TASKS TO PERFORM:
**a)** Condense the paragraph beginning "In September 2018 Samantha Price" from the arts education text into a short bulleted list that keeps its main facts.
**b)** Continue the arts education text from where it stops.

:: DOCUMENT SEGMENT

Since the first lockdown in the Spring of 2020 there has been a regular refrain of ‘getting back to normal’. An understandable impulse; faced with incredible trauma, uncertainty and loss who wouldn’t desire normalcy? But shouldn’t we have an ambition to move forward to better than the old normal?
In September 2018 Samantha Price, headteacher of Benenden School, penned an article for The Spectator (https://www.spectator.co.uk/article/the-value-of-an-arts-education) drawing attention to the value of the arts beyond any proven link to improved examination results. She noted the risk of the creative arts being squeezed from the curriculum and channelled into the utilitarian pursuit of examination results. Her case was twofold. Firstly, that the creative arts do serve a directly useful function. A government press release from February 2020 (https://www.gov.uk/government/news/uks-creative-industries-contributes-almost-13-million-to-the-uk-economy-every-hour) estimated that the creative industries generated over £111 billion in the 2017/18 financial year; and that total is increasing. A focus by schools in the creative sector therefore represents a sensible investment in the future of UK plc. Secondly, she argued that only with the creative arts can schools lead the formation of a fully rounded person.

::::
:: INPUT DATA

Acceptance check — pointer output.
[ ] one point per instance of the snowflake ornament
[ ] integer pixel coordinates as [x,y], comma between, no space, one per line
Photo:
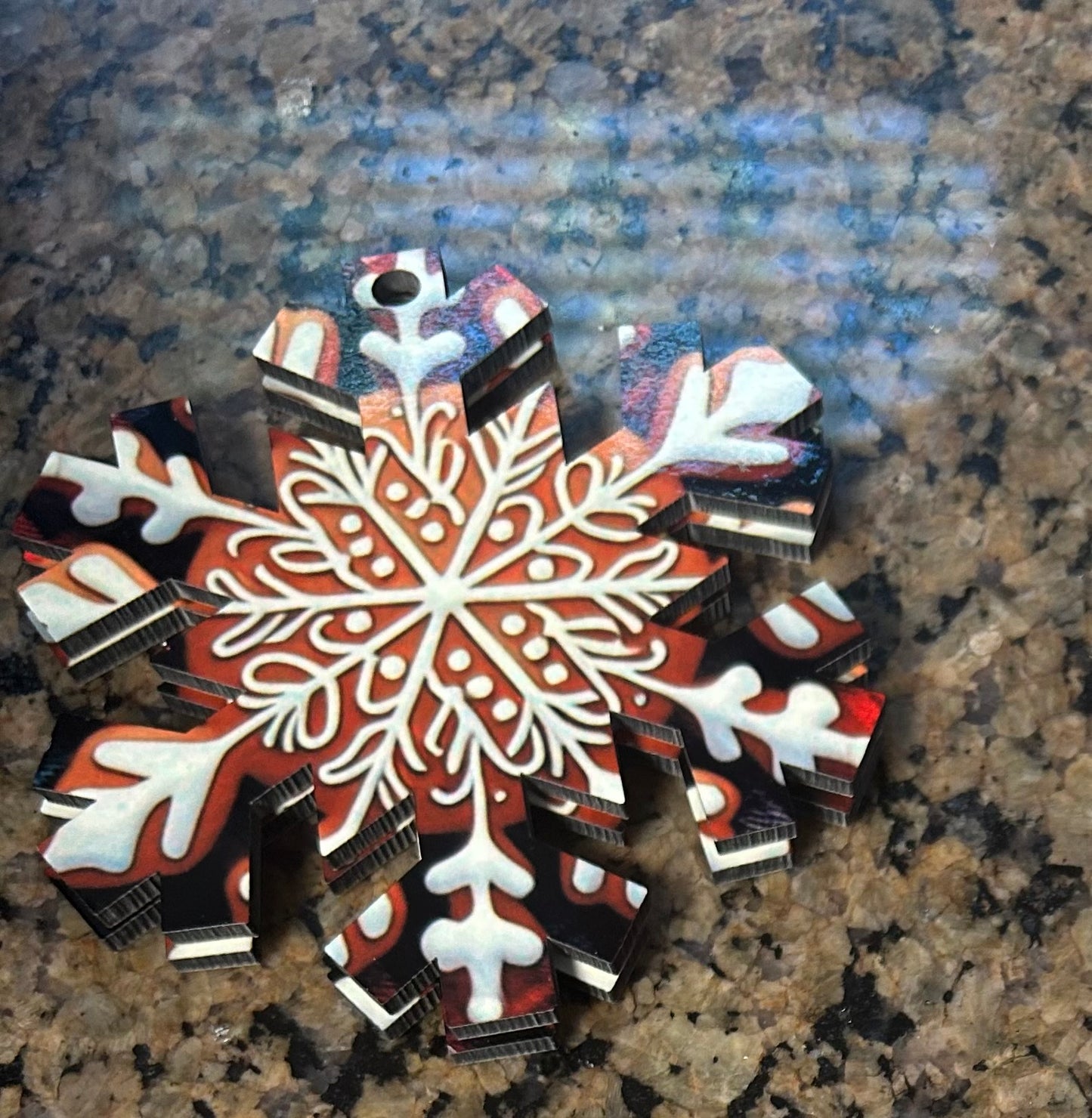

::::

ANSWERS BY ITEM NUMBER:
**a)**
- In September 2018, Samantha Price, headteacher of Benenden School, wrote an article for The Spectator.
- The article stressed that the arts have value beyond any proven link to better examination results.
- She warned that the creative arts risk being squeezed out of the curriculum and turned toward the utilitarian pursuit of examination results.
- Her first argument was that the creative arts serve a directly useful function:
  - A February 2020 government press release estimated that the creative industries generated over £111 billion in 2017/18, and that total is rising.
  - A school focus on the creative sector is therefore a sensible investment in the future of UK plc.
- Her second argument was that schools can lead the formation of a fully rounded person only with the creative arts.

**b)**
And all of that was before Covid-19 changed the world for all of us. If we are to move forward into something better than the old normal the creative arts, in their curricular and extracurricular formats, need to be central. If we wish to build an education system that is resilient, supportive of the best human qualities and suited to the challenges of the twenty first century let’s reconsider the place of the creative arts.